### TEXT SECTION
____________________

I often believe they do not.

Bill Samuel, another commenter:

Some meetings seem full of sick people not wanting to get well. Healthy people are viewed as sick. What happens when good Christians stay in such meetings? Well, a variety of things, but one thing I've noticed is that they tend to take on some of the illness. I'm not sure it's healthy to stay.

Does it have to be like this? The faith community I'm in now (I resigned from a liberal Friends meeting in 2005) also attracts lots of people who didn't fit in typical evangelical, Catholic, or whatever churches. But our community focuses on discovering what it really means to be a disciple of Jesus Christ, not on rejecting Christ because others have distorted him badly
.
And then there was this comment, from Algirdas Davidavicius:

I guess on the level of interpersonal relationships with such "hostile" people one good Christian Friend can always keep in mind, that the hostility in question is not because Christ nor His message, but because some painful, rejecting experience these people or their important ones once have from institutionalized, formalized or self-proclaimed "christians", hence they are making this projective, negative blanket-statement, discounting everything "christian". This is not problem, solution is always to listen and inquire directly persons experiences, feelings behind those "anti-" statements, which are only kinda cries for positive affirmation and, actually, truly christian acceptance of anyone as possessing indelible "that of God in us".

Hold Thee in Light -- Algis, Lithuania (Eastern Europe)
I'll try, man, and thanks for that reminder. I needed it, today.

~*~

Yall knew I couldn't get through a post this size without AZALEAS, right? :)

____________________

### DATA EXTRACTS
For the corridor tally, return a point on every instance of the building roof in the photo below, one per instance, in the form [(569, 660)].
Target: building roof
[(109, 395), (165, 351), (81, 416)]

____________________

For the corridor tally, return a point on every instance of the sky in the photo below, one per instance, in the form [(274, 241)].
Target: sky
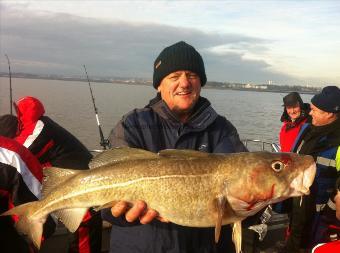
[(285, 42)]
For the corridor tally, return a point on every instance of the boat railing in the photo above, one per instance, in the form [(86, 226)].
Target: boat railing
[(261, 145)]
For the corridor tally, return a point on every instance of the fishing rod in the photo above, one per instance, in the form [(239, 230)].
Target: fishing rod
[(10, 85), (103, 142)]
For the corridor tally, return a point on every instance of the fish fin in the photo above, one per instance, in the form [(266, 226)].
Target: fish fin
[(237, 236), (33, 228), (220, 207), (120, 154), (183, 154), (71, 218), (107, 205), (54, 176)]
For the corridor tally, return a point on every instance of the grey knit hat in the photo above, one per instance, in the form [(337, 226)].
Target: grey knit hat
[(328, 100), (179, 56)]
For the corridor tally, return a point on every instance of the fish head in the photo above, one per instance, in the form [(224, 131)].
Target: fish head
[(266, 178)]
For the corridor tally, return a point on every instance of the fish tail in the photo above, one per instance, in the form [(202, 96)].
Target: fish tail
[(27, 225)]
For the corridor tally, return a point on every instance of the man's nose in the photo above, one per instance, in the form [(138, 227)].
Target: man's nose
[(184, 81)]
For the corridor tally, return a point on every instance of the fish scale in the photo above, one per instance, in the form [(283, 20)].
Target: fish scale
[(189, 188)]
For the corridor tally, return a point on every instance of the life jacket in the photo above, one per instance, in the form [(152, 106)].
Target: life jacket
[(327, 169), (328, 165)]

____________________

### WHAT TO DO
- A) Could you echo the stretch of the blog excerpt from "I guess on the" through "Lithuania (Eastern Europe)"?
- B) Answer these about the blog excerpt:
(i) In what year did Bill Samuel resign from a liberal Friends meeting?
(ii) What country is given after Algis's name in the sign-off of Algirdas Davidavicius's comment?
(iii) What flower does the last line say the post couldn't go without?

### ANSWERS BY ITEM NUMBER
- A)
I guess on the level of interpersonal relationships with such "hostile" people one good Christian Friend can always keep in mind, that the hostility in question is not because Christ nor His message, but because some painful, rejecting experience these people or their important ones once have from institutionalized, formalized or self-proclaimed "christians", hence they are making this projective, negative blanket-statement, discounting everything "christian". This is not problem, solution is always to listen and inquire directly persons experiences, feelings behind those "anti-" statements, which are only kinda cries for positive affirmation and, actually, truly christian acceptance of anyone as possessing indelible "that of God in us".

Hold Thee in Light -- Algis, Lithuania (Eastern Europe)

- B)
(i) 2005
(ii) Lithuania
(iii) Azaleas